• _Exercise instructions_:
Convert the entire listing below into a JSON list of strings, one string per line, omitting blank lines and leaving out the pictures.

*****

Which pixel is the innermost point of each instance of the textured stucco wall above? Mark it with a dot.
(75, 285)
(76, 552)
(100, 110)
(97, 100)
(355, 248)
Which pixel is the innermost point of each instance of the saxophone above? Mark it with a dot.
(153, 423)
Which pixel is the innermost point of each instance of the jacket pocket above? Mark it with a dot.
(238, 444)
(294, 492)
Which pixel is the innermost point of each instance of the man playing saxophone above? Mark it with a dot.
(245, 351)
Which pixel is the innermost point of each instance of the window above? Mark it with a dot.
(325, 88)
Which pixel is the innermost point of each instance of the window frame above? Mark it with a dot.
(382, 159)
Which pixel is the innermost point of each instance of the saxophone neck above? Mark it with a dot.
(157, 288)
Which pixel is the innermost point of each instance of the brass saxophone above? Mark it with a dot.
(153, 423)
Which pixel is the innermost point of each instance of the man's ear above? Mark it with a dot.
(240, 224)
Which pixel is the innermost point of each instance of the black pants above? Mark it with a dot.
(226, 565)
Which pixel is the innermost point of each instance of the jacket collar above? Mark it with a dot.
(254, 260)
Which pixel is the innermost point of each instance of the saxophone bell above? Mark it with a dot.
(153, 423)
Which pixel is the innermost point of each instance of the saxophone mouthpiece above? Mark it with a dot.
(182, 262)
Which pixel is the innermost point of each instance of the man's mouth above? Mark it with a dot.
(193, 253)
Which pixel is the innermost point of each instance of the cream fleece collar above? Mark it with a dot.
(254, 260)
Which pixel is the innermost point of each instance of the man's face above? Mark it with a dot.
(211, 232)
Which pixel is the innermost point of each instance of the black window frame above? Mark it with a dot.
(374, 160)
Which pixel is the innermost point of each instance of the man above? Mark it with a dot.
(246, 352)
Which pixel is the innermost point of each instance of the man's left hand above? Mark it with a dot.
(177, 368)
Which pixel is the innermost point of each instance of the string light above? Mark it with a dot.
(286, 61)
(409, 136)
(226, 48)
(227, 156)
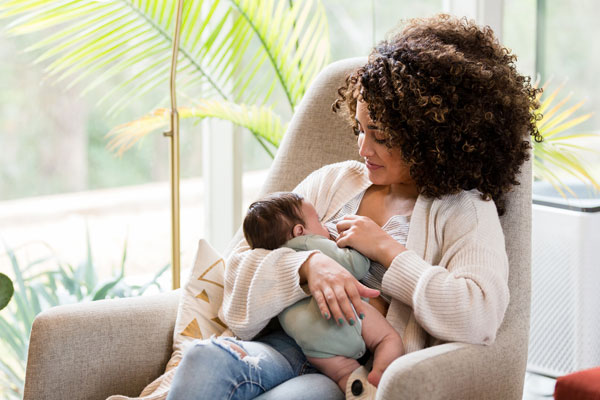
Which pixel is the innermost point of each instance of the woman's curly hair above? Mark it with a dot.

*****

• _Solution to this problem_:
[
  "Which pixel is the innermost point of each instance of the textured stucco wall above? Mark it with a dot.",
  "(75, 285)",
  "(76, 552)",
  "(100, 110)",
  "(97, 100)",
  "(355, 248)",
  "Which pixel is the innermost point of each instance of the saxophone above? Mark it with a dot.",
  "(153, 423)",
  "Which pixel is the innermost point of each instance of the jacket pocket above? Mark it with a dot.",
  "(238, 444)",
  "(294, 492)",
  "Which pixel is the innermost point of each instance of the man playing saxophone above? Mark it with a dot.",
  "(245, 351)",
  "Which pixel is the innermost point of each instance of the window above? Mark it with a dot.",
  "(325, 88)",
  "Which pixel is the innermost point of each instance of the window frame above? Mark it with a dot.",
  "(382, 159)",
  "Which pixel is the innermost point of each instance of the saxophone neck above? Mark it with a dot.",
  "(157, 288)",
  "Which pixel is the innermost point of each instance of the brass saxophone above? Mark it with a dot.",
  "(153, 423)",
  "Which pixel is the innermost point of each instance of the man's ear above? Mark it with a dot.",
  "(240, 224)",
  "Which pixel is the innermost point of each instance of the black pants above? Mark it with a dot.",
  "(226, 565)",
  "Which pixel is the innermost point of each instance of the jacket collar above? Mark it with a dot.",
  "(254, 260)",
  "Which pixel is the innermost point of each instance of the saxophone bell above? Mark it with a dot.",
  "(153, 423)",
  "Which pixel is the innermost point of each instance of the saxophone mouthpiece above? Mark it with a dot.",
  "(182, 262)",
  "Which pixel is the innermost point of each instance of the man's mouth above? Mark it with a dot.",
  "(193, 253)",
  "Which pixel is the innermost point of each instance of the cream fleece collar above? Mark it with a dot.",
  "(254, 260)",
  "Which pixel is the innermost point of each instance of the man's face above? Mark it with a dot.",
  "(211, 232)",
  "Which pixel is the innermost point of each instance of the black window frame above? Mark it with a dot.",
  "(374, 160)",
  "Which pixel is the innermost point of each instance of the man above? Mark it with a dot.",
  "(246, 352)",
  "Which pixel is the innermost point of each instance of the man's left hand above? Mark it with a dot.",
  "(177, 368)",
  "Which pixel is the innermost point of each instance of the string light above? Mark it with a dot.",
  "(286, 61)",
  "(409, 136)",
  "(226, 48)",
  "(227, 156)",
  "Which pixel is the innermost point of each instance of the woman's curly hair above? Mark it with a dot."
]